- **Goals**
• A. In the card rules Q&A, what does the abbreviation APNAP stand for?
• B. Reproduce the card rules Q&A word for word, starting at "Q: If I play" and ending at "someone else's control.".
• C. List every name that appears after a dash as the signature of a question in the card rules Q&A.
[Start Document excerpt]
A: No, Voidslime only targets a spell, activated ability, or triggered ability. The "until end of turn" wearing off isn't a triggered ability - it's the ending of an effect.
Q: If a Dimir Doppelganger becomes a Sprouting Phytohydra, can you in respond to the Sprout's trigger and have the Doppelganger become some other creature so that the tokens created are not Sprouts? --Dan C.
A: Yes, when the ability resolves, you'll put a copy into play that looks like the Sprout as it is or most recently was (if it's left play).
*Extra*: But wait - there's more! Copy effects copy the object plus any copy effects. [CR 503.2] The Doppelganger ability is a copy effect that gives itself a copy ability. The entire Doppel-Sprout, the Sprout plus the Doppelganging ability granted when the Doppelganger Doppelganged the Sprout, is copied. You can then use the token Doppel-Sprouts on their own to turn into whatever else you want to dig up. Vegetables are good for you.
A: The Ogre Savant's arrival in play would trigger itself and the Flame-Kin War Scout's triggered ability. These abilities are stacked in APNAP (Active Player, Non-Active Player) order. If it's your turn (likely unless Vedalken Orrery or Winding Canyons are involved), you'll stack the Ogre bounce, and your opponent will stack the War-Scout explosion. Your Savant will die in the explosion, and the Savant's trigger will be countered on resolution. If you could play the Savant on an opponent's turn, then the APNAP would favor you the way you'd prefer.
Q: If I play a Spawnbroker with a Cloudstone Curio in play, would I be able to stack the triggers so that the creature I select to pass to the other side of the table bounces back to my hand during the exchange? --Carlos B.
A: No. Either you'll return the to-be-exchanged creature, and the exchange will do nothing, or you'll exchange the creatures, and then the Curio creature you'd prefer will be under someone else's control.
*Extra*: Utter disaster strikes when you exchange and have only the opponent's creature left to return with the Curio. Don't forget that the "may" means it's an optional return.
Q: Can I activate the Hammerfist Giant's ability then untap it and use it again before the first resolves? --Justin M.
A: Yes, using something like Tidewater Minion, you could untap the Giant before the hammer comes down and reactivate the ability for two fisted Hammer fun.
Q: Can my opponent counter the spell I searched for in my library with Sunforger's ability? --Theodorakys M.
A: Yes, the spell played with Sunforger is still and spell and does use the stack like any other spell.
Q: I have Circu, Dimir Lobotomist in play and play a spell that removes a morph creature, does it still keep that morph card from being played? --D.
A: No, morphs have no name, so it can't match a removed card's name.
A: The color(s) of creature(s) you control would be [undefined]. Invoke Prejudice won't have a color to match against and the effect does nothing. The Prejudice can't evaluate the share-ness until you control a creature.
A: Black Knights die to Wrath of God. The key difference (besides the Almighty) is that the Wrath isn't damaging; it's just destroying. Protection can prevent damage, but it can't stop destroy effects.
[End Document excerpt]
[Start Material]
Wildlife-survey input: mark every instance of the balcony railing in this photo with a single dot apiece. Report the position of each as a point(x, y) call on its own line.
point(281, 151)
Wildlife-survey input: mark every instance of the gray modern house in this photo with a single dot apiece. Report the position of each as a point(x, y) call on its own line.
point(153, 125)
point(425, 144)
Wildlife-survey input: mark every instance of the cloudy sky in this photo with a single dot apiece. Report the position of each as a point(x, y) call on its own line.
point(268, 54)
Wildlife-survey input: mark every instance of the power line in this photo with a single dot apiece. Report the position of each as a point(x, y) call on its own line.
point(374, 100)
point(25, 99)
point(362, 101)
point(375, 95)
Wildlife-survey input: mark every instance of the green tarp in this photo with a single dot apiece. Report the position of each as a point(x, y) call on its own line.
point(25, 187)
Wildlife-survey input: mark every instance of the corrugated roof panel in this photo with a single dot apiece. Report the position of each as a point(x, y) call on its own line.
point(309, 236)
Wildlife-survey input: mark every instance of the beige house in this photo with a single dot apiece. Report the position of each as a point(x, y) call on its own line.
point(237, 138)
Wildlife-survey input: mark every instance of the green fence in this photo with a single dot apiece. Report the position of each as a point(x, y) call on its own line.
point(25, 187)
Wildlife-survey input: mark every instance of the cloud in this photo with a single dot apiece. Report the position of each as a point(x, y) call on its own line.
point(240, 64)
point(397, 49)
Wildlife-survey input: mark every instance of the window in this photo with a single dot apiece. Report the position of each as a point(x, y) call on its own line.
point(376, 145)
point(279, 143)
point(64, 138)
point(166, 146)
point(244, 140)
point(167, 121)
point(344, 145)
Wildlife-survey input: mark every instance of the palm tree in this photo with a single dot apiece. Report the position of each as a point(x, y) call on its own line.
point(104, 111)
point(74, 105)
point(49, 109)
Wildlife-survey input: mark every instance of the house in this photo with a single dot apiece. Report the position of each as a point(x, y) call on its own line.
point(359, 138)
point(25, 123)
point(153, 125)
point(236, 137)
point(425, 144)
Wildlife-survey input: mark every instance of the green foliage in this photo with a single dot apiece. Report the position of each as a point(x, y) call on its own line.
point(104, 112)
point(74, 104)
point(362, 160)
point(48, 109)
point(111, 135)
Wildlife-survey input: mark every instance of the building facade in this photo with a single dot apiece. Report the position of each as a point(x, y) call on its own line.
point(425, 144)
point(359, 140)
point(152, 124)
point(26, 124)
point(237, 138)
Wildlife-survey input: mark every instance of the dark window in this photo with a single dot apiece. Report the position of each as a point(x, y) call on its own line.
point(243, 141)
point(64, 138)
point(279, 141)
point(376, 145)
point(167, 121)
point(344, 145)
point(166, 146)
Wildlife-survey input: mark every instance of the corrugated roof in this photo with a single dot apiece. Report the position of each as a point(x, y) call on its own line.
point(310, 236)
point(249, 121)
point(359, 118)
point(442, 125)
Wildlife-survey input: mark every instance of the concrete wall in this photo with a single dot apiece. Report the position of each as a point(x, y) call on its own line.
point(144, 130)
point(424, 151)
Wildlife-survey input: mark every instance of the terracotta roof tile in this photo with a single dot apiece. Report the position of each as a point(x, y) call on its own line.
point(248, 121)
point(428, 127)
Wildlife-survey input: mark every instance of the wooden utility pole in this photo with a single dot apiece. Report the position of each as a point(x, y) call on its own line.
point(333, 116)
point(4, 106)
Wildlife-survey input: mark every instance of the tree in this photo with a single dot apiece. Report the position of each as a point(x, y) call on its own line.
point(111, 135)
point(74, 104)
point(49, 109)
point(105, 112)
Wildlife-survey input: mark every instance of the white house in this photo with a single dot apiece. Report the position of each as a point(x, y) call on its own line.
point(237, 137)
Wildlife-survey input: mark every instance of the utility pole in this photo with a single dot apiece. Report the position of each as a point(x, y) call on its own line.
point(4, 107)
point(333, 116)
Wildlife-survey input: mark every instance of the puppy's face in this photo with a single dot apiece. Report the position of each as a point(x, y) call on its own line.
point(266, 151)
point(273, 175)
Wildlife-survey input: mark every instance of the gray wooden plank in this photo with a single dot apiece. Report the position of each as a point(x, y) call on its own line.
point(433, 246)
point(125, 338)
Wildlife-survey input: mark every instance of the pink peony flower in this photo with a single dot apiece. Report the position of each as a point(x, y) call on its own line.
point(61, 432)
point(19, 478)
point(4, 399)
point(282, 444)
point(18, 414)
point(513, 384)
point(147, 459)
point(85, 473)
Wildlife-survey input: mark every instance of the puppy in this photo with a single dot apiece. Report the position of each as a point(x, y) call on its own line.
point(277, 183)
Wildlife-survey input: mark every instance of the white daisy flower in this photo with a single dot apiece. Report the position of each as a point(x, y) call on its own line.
[End Material]
- **Answers provided**
• A. Active Player, Non-Active Player

• B.
Q: If I play a Spawnbroker with a Cloudstone Curio in play, would I be able to stack the triggers so that the creature I select to pass to the other side of the table bounces back to my hand during the exchange? --Carlos B.
A: No. Either you'll return the to-be-exchanged creature, and the exchange will do nothing, or you'll exchange the creatures, and then the Curio creature you'd prefer will be under someone else's control.

• C. Dan C., Carlos B., Justin M., Theodorakys M., D.